* TO DO
• 1. Print the part of the records that opens with the line containing "of the office" and closes with the line containing "x=663 y=241", both of those lines included.
• 2. Carry on the passage about the president's powers under the interim constitution, starting after its last sentence.

* TEXT PASSAGE
_ _ _ _

The present (interim) constitution gives the president broad powers. Article 58 states that the president is the head of state and the head of the government and represents the people’s will and the power of the state.

The president safeguards and protects the country’s security and safety, supervises the constitutional institutions, guides foreign policy, represents the state in foreign relations, appoints ambassadors, endorses the credentials of foreign ambassadors, ratifies international treaties and agreements (with the consent of the national legislative body), appoints persons to be constitutional and judicial offices, heads the sessions of the Council of Ministers, calls, postpones, or ends national legislative sessions, declares war following the provisions of the constitution and the law, declares and ends states of emergency following the provisions of the constitution and the law, initiates constitutional amendments and legislation, approves laws, ratifies death sentences, grants amnesty, and remits convictions and commutes sentences by the provisions of the constitution and the law. The vice president shares with the president the responsibility for declaring war and the proclamation of the end of states of emergency.

_ _ _ _

* DATA TO USE
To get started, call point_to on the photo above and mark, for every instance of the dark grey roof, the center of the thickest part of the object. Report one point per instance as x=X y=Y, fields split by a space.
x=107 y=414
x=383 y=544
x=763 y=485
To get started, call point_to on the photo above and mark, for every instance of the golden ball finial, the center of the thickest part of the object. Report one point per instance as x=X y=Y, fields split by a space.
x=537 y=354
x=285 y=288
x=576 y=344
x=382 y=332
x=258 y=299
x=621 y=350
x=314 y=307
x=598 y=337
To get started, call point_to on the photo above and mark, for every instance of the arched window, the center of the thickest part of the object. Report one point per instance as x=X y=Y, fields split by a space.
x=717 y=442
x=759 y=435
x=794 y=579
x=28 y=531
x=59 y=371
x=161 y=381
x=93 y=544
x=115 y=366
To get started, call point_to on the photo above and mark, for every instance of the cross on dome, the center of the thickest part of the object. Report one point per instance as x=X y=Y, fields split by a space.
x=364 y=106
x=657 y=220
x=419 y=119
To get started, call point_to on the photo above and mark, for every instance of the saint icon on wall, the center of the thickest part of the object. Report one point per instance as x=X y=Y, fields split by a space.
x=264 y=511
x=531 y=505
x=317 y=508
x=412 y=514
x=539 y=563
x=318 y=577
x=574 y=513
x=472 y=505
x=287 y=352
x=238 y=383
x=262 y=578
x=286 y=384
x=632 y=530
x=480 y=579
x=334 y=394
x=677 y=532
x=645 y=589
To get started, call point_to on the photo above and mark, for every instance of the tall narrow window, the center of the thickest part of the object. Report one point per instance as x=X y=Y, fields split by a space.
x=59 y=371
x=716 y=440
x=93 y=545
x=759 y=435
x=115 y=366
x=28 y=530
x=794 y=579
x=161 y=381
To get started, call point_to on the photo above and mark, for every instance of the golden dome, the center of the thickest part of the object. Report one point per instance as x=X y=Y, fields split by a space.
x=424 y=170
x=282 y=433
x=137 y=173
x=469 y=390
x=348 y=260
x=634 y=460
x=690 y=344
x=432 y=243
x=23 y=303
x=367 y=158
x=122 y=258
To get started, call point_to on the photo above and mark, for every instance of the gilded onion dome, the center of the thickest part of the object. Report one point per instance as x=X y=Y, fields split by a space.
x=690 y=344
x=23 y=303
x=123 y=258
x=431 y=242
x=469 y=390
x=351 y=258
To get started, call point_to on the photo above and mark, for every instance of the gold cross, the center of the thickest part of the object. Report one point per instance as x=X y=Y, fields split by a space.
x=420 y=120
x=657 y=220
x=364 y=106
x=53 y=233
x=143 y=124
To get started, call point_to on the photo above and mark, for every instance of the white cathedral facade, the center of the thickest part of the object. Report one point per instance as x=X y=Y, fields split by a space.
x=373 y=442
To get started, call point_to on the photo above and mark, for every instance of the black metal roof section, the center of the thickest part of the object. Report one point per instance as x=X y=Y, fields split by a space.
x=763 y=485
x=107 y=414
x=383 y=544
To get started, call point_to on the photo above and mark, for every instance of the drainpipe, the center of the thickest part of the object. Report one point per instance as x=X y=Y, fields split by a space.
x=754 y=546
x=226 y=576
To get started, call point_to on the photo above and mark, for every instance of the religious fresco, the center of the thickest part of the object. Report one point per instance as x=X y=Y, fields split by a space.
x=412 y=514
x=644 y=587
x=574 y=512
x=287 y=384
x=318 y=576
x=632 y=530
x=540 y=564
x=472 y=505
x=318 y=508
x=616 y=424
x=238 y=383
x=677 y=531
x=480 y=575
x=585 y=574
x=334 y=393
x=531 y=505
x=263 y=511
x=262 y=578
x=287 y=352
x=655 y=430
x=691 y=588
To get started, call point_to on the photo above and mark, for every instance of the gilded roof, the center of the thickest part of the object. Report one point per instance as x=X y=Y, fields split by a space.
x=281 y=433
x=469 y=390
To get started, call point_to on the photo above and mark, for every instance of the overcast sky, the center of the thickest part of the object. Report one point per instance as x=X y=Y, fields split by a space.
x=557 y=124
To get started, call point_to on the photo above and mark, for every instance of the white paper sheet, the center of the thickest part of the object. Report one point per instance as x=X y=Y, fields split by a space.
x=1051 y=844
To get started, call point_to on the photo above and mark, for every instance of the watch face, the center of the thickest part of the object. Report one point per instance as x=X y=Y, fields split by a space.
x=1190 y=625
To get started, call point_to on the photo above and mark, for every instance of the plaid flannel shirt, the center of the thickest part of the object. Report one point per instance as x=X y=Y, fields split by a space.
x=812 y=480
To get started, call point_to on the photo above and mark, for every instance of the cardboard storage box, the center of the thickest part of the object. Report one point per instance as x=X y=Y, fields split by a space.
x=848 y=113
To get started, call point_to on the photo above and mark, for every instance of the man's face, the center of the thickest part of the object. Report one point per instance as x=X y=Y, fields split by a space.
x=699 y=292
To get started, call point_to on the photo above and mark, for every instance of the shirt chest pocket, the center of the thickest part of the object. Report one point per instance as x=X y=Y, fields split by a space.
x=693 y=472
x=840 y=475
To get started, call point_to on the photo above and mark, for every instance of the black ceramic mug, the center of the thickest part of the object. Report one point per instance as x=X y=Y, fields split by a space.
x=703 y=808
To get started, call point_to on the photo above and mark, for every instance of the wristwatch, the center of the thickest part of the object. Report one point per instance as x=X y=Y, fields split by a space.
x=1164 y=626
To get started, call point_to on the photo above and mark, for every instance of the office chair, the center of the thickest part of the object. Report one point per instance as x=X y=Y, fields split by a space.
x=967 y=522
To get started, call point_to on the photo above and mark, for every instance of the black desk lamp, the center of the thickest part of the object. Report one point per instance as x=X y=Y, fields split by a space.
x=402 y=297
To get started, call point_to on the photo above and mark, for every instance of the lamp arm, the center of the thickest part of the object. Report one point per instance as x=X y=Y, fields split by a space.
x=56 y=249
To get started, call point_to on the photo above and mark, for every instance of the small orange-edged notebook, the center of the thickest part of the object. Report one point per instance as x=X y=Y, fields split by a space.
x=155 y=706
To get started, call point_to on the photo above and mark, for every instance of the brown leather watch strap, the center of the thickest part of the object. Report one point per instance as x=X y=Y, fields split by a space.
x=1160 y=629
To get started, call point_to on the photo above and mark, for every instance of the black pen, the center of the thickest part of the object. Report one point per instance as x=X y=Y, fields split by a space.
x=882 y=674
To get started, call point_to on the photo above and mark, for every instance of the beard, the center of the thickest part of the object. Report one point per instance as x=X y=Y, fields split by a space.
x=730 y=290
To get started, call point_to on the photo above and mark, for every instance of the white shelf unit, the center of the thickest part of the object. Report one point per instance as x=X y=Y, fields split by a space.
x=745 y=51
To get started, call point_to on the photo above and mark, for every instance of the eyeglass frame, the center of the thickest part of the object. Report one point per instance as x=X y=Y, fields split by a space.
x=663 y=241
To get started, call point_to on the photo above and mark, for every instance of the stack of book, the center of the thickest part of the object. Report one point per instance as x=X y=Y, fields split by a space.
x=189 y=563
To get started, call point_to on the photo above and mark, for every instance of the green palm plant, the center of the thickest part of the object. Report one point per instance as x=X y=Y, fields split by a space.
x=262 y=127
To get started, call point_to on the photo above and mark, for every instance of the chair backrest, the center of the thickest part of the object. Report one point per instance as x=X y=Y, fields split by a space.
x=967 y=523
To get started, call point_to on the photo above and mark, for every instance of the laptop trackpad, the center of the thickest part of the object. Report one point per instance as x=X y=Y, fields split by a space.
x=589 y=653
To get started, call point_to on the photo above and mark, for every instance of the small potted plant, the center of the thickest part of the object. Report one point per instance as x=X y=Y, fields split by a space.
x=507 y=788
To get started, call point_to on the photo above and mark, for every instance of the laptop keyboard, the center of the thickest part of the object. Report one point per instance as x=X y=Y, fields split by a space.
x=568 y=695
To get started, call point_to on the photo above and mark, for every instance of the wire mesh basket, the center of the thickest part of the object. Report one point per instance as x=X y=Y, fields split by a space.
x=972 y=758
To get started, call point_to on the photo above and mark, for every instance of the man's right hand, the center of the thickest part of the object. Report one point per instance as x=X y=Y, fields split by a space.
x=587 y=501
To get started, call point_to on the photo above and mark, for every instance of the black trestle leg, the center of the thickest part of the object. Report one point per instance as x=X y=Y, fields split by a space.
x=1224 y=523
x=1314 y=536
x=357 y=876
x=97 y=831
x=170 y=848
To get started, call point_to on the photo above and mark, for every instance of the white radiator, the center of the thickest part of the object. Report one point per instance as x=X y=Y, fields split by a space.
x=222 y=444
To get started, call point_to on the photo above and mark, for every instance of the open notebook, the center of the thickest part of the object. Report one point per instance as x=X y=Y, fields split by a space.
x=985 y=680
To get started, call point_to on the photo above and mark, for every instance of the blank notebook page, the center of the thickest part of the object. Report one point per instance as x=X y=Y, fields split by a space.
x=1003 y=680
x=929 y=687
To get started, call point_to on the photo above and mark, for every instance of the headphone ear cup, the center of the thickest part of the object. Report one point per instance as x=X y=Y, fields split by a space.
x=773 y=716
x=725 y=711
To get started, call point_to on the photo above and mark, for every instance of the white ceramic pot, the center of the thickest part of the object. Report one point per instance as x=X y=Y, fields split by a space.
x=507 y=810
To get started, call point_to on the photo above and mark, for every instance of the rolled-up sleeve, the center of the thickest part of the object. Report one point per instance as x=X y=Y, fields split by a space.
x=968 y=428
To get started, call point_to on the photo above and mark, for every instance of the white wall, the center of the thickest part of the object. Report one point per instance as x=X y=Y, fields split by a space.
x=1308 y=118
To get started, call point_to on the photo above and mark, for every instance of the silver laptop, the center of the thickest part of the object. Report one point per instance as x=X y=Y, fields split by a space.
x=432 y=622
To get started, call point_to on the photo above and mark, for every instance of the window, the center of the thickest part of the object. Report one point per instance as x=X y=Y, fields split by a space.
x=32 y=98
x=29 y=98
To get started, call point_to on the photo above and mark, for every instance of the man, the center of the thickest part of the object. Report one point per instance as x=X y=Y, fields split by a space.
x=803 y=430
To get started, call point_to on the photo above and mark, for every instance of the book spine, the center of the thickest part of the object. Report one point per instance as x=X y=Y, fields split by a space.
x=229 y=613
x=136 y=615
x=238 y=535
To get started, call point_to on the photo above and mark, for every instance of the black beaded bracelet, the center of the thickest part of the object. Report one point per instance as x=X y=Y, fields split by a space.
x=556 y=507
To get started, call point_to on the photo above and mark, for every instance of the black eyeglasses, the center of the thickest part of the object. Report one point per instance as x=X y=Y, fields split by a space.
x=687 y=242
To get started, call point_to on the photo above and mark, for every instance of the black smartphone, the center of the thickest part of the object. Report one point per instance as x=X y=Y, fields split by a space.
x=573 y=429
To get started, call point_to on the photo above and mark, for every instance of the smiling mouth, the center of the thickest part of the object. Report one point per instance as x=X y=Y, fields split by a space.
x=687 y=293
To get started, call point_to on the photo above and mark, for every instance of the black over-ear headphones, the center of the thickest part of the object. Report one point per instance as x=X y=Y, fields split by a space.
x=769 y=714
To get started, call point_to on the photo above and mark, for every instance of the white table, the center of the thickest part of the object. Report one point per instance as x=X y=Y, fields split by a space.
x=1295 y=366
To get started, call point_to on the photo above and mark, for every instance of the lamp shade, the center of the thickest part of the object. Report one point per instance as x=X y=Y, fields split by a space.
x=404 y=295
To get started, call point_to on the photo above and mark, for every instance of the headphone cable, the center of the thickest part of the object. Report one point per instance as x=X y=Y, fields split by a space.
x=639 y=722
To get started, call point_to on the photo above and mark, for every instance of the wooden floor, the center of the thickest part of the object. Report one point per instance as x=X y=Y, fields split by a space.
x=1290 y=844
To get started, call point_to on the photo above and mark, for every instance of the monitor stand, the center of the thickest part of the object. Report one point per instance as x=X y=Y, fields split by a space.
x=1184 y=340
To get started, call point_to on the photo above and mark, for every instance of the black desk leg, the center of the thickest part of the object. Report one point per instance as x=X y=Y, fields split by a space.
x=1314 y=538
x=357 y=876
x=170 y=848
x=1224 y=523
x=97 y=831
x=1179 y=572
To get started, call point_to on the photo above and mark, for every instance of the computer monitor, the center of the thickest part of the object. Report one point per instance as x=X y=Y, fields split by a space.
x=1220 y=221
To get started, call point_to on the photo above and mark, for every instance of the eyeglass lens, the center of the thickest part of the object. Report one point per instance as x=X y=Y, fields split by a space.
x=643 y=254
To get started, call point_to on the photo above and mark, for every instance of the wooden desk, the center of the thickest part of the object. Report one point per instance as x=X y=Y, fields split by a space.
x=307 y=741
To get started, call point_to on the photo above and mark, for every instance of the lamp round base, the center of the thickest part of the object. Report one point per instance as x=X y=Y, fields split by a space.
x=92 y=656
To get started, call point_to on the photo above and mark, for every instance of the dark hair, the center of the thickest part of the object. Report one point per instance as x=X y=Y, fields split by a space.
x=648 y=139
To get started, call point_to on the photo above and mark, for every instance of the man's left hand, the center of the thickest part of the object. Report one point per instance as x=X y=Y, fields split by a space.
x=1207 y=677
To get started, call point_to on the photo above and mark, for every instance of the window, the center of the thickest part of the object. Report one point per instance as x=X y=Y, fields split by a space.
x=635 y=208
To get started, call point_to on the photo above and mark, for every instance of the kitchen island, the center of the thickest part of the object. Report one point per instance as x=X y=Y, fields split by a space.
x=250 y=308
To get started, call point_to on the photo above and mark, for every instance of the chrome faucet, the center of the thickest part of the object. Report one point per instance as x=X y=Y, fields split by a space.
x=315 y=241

_ _ _ _

* RESULTS OF THE TASKS
• 1.
To get started, call point_to on the photo above and mark, for every instance of the office chair, the center of the thickest part of the object. Report one point per instance as x=X y=Y, fields split by a space.
x=967 y=522
To get started, call point_to on the photo above and mark, for every instance of the black desk lamp, the center of the thickest part of the object. Report one point per instance as x=X y=Y, fields split by a space.
x=402 y=297
To get started, call point_to on the photo above and mark, for every instance of the lamp arm, the center of the thickest part of the object. Report one point per instance as x=X y=Y, fields split by a space.
x=56 y=249
To get started, call point_to on the photo above and mark, for every instance of the small orange-edged notebook, the center of the thickest part of the object. Report one point per instance as x=X y=Y, fields split by a space.
x=155 y=706
To get started, call point_to on the photo above and mark, for every instance of the brown leather watch strap, the center of the thickest part of the object. Report one point per instance as x=X y=Y, fields split by a space.
x=1160 y=629
To get started, call point_to on the photo above and mark, for every instance of the black pen, the center of the thickest part of the object. Report one point per instance as x=X y=Y, fields split by a space.
x=882 y=674
To get started, call point_to on the photo above and mark, for every instance of the beard, the center of the thickest part of the object. Report one point per instance as x=X y=Y, fields split by a space.
x=730 y=290
To get started, call point_to on the photo above and mark, for every instance of the white shelf unit, the center of the thickest part of the object. Report one point per instance as x=X y=Y, fields split by a space.
x=745 y=51
To get started, call point_to on the photo above and mark, for every instance of the eyeglass frame, the center of the thickest part of the object. Report one point per instance as x=X y=Y, fields split by a space.
x=663 y=241

• 2.
The president appoints, among other officials, the vice president, the Council of Ministers, state ministers, judges of the Constitutional Court (with the consent of two-thirds of the Council of States members), the chief justice, who is the president of the Supreme Court.

The approval of the president is required before draft laws come into force. The president has the right to veto bills, but the national legislature can override this veto with a two-thirds majority of both chambers. The national legislature is empowered to impeach the president or vice president by a three-quarters majority of both chambers. Anyone can challenge any action by the president or the Council of Ministers before the Constitutional Court or any other court.

The Sudanese President Omar al-Bashir abolished the prime minister’s position after the military coup that brought him to power in 1989. He finally reinstated the position in March 2017, appointing Vice-President Bakri Hassan Saleh. The appointing of a prime minister and the delegation of some of the president’s powers are in line with reforms proposed by a year-long national dialogue between the government and several opposition groups. However, few observers believe the decision will loosen al-Bashir’s grip on power.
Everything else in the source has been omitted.